Copy the data below verbatim, from its start through the line containing "pixel 128 106", with both ends included. Omit the pictures.

-*-

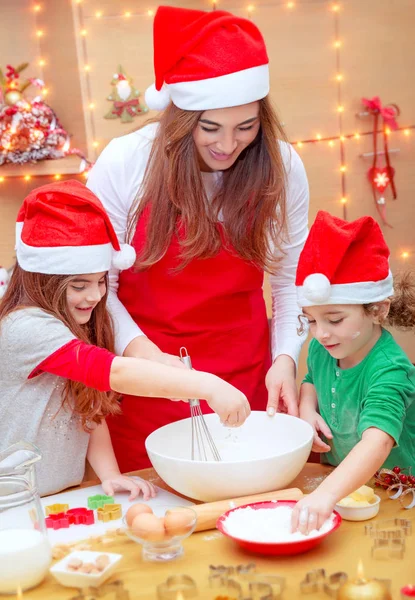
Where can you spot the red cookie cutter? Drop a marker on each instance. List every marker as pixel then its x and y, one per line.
pixel 57 521
pixel 80 516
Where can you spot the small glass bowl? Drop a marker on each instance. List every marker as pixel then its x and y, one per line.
pixel 178 523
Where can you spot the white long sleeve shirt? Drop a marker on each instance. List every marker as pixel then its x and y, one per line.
pixel 116 179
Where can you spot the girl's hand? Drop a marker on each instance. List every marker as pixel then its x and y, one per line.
pixel 281 386
pixel 312 511
pixel 319 426
pixel 134 485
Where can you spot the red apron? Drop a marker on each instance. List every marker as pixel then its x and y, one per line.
pixel 215 308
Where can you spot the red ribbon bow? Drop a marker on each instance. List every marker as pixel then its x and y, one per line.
pixel 381 178
pixel 388 113
pixel 128 106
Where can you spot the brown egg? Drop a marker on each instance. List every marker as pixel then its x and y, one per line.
pixel 134 510
pixel 177 522
pixel 148 527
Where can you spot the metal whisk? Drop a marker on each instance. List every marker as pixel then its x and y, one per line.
pixel 201 436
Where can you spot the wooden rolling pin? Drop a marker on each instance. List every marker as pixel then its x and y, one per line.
pixel 209 513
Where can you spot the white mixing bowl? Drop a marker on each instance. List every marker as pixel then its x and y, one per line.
pixel 265 454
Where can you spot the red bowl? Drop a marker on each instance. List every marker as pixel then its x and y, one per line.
pixel 275 548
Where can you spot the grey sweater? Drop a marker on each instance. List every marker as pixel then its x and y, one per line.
pixel 30 409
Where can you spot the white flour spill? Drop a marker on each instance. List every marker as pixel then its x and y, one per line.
pixel 232 449
pixel 268 525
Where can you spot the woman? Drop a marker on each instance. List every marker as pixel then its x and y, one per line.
pixel 210 200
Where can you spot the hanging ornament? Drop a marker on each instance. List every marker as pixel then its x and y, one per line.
pixel 29 128
pixel 381 177
pixel 124 97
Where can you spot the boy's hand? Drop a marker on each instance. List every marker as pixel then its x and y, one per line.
pixel 319 426
pixel 312 511
pixel 134 485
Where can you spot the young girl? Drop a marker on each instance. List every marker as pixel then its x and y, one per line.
pixel 58 373
pixel 359 392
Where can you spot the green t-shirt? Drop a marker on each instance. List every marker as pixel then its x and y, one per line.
pixel 378 392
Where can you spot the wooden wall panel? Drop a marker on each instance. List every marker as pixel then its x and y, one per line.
pixel 377 58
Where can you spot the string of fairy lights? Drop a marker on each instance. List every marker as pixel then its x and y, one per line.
pixel 339 140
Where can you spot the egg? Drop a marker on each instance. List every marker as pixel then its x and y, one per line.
pixel 134 510
pixel 148 527
pixel 178 523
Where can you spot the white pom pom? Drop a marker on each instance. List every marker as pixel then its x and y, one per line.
pixel 157 100
pixel 125 258
pixel 317 288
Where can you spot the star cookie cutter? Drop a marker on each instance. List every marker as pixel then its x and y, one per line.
pixel 389 529
pixel 55 509
pixel 317 581
pixel 243 582
pixel 175 585
pixel 109 512
pixel 99 500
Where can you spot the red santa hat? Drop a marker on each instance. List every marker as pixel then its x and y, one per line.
pixel 206 60
pixel 63 229
pixel 343 263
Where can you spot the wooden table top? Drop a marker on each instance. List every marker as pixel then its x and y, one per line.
pixel 338 552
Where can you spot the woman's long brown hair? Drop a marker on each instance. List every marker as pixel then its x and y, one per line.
pixel 251 198
pixel 48 292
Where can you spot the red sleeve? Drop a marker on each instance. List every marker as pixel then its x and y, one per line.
pixel 79 361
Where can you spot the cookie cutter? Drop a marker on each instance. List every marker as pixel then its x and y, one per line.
pixel 80 516
pixel 388 548
pixel 226 586
pixel 242 581
pixel 317 581
pixel 275 583
pixel 114 590
pixel 261 591
pixel 389 529
pixel 99 500
pixel 175 585
pixel 57 521
pixel 109 512
pixel 55 509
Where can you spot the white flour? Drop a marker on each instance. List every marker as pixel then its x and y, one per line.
pixel 268 525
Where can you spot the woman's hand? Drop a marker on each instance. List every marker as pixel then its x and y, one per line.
pixel 319 426
pixel 281 386
pixel 312 511
pixel 230 404
pixel 135 486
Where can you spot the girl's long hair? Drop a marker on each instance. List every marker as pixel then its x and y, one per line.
pixel 48 292
pixel 402 308
pixel 251 199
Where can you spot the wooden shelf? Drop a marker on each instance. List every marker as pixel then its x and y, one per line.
pixel 70 165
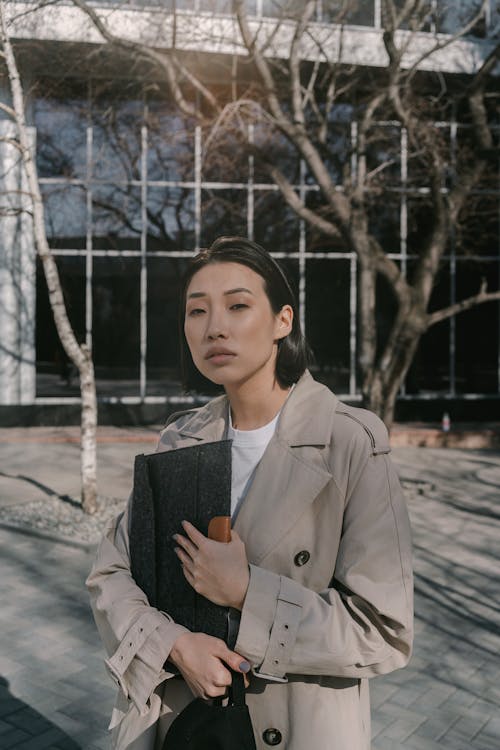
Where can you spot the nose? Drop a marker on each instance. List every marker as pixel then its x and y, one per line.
pixel 216 328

-*-

**Response to the exercise**
Where can you spot the red cookie cutter? Drop a marker on each instance. List every marker as pixel then its x and y, one per line.
pixel 57 521
pixel 80 516
Where can you spot the small glass bowl? Drop a marker on each instance. List every marker as pixel then its x and y, one per line.
pixel 178 523
Where can you spot the white long sleeve shirt? Drop a marker on each instance. List every marker as pixel then its x and y, one per line.
pixel 116 179
Where can you spot the girl's hand? Drop a marker on each instance. List every marker as pixel then its x and y, one per line.
pixel 281 386
pixel 312 511
pixel 319 426
pixel 134 485
Where can you spot the red apron? Drop a marker on each instance. List every marker as pixel then its x and y, one per line.
pixel 215 308
Where can you spot the red ribbon bow? Drop a marker on each instance. List every marker as pixel then its x and y, one per line.
pixel 381 178
pixel 388 113
pixel 128 106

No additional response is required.